## [Reading passage]
Lincoln Wanted to Send Freed Slaves to Central America Abraham Lincoln wanted to send slaves that had been freed to live abroad not only while the Civil War was ongoing but before then. It was a policy that Thomas Jefferson, Henry Clay, James Madison and other important figures of the day supported. Lincoln went so far as to ask Congress to pass a constitutional amendment to fund the colonization of Central America by American blacks, but abolitionists such as William Lloyd Garrison and Frederick Douglass were more than a little appalled by the idea of expelling blacks from the country.  Lincoln never succeeded at gathering support for the policy, and after he signed the Emancipation Proclamation he never mentioned it publicly again.

## [Exercise]
Please extend the passage above about Lincoln's plan to send freed slaves to Central America, starting after its last sentence.

(Natural-language object grounding data)
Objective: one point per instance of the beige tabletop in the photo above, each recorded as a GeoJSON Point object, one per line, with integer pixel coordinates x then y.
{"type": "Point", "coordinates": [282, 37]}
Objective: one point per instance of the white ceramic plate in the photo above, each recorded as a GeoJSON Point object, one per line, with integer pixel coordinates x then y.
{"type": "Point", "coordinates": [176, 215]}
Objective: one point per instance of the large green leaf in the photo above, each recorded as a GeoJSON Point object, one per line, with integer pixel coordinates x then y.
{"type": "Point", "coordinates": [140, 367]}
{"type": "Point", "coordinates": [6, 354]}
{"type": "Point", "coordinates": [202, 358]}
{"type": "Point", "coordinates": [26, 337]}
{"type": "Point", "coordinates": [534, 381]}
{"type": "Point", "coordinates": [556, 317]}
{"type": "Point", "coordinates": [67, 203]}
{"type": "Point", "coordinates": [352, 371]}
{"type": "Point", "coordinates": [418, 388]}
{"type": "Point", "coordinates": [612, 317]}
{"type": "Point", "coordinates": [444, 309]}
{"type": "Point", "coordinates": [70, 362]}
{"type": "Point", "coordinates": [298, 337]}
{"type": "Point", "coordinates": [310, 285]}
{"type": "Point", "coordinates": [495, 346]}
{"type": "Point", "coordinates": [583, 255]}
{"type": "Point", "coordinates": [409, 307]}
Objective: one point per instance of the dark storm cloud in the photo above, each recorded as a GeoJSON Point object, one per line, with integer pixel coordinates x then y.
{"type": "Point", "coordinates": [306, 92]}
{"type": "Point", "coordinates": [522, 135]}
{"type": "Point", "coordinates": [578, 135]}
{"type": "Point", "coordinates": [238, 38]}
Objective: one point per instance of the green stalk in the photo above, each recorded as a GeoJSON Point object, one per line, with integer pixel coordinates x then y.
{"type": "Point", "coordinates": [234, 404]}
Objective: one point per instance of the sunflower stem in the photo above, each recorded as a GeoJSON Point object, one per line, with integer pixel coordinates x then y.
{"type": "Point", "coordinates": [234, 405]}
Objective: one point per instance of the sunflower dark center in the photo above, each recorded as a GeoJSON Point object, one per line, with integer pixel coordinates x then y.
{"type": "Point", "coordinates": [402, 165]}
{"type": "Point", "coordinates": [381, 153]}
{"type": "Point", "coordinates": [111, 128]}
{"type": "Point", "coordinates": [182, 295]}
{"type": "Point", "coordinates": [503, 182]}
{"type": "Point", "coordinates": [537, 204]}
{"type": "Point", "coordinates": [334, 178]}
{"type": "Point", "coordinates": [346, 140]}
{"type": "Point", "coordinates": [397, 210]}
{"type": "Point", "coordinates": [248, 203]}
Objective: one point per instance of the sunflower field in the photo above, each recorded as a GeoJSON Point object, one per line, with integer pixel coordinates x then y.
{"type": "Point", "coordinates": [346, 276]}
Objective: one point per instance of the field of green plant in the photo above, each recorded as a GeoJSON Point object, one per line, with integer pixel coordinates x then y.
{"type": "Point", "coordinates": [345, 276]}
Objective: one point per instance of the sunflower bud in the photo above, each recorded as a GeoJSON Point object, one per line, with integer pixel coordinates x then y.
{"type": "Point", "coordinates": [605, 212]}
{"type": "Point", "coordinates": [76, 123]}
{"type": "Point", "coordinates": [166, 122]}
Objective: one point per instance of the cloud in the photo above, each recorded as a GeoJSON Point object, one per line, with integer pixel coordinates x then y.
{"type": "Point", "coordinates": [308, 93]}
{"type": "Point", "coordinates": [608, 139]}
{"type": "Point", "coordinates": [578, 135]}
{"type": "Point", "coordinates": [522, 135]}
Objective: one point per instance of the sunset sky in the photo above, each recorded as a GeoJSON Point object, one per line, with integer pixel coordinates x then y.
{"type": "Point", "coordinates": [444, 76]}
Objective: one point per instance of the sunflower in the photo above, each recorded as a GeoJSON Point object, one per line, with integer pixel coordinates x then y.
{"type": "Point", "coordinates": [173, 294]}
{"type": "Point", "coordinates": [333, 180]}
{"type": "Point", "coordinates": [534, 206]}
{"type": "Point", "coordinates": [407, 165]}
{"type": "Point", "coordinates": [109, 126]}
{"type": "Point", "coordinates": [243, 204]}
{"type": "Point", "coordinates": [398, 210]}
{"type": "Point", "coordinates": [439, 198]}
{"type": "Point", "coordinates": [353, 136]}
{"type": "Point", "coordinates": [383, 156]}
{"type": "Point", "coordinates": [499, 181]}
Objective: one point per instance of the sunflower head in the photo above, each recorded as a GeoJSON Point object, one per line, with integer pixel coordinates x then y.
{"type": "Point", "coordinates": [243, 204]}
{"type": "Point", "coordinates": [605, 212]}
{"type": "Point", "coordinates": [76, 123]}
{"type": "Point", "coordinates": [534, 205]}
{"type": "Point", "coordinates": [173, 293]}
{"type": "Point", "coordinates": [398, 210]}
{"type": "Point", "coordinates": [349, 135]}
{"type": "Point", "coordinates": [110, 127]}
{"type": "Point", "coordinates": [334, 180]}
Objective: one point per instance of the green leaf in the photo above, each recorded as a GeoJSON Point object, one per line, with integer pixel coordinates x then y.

## [Exercise output]
More Men Died in The Civil War Than Any Other American Conflict Approximately 625,000 men died in the Civil War, more Americans than in World War I, World War II, the Korean War and the Vietnam War combined. If the names of the Civil War dead were arranged like the names on the Vietnam Memorial, it would stretch over 10 times the wall’s length. Two percent of the population died, the equivalent of 6 million men today. Rifles were by far the war’s deadliest weapons, but deadlier still was disease. Camps became breeding grounds for diseases such as mumps, chicken pox and measles, and over one million Union soldiers contracted malaria.